What to work on » The records that follow are to be transcribed in full, leaving out each picture.

── Exercise data ──

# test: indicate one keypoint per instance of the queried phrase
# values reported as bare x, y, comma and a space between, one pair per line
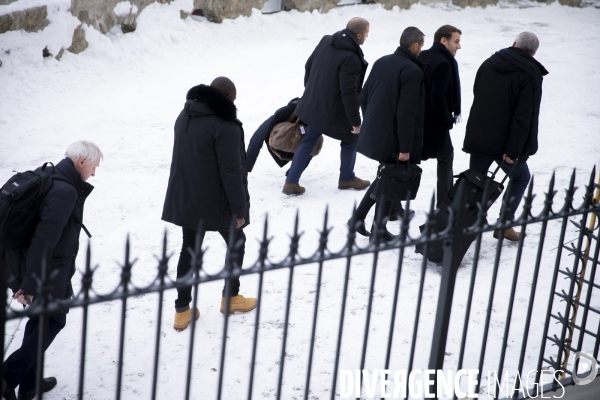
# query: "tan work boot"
292, 189
182, 319
239, 303
509, 234
356, 183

───

Result »
# test: indicate one keypoint per instance of the queried phrase
# values reported as bare x, y, comma and a space between, one pair per line
# query: "tan work boot"
292, 189
182, 319
239, 303
509, 234
356, 183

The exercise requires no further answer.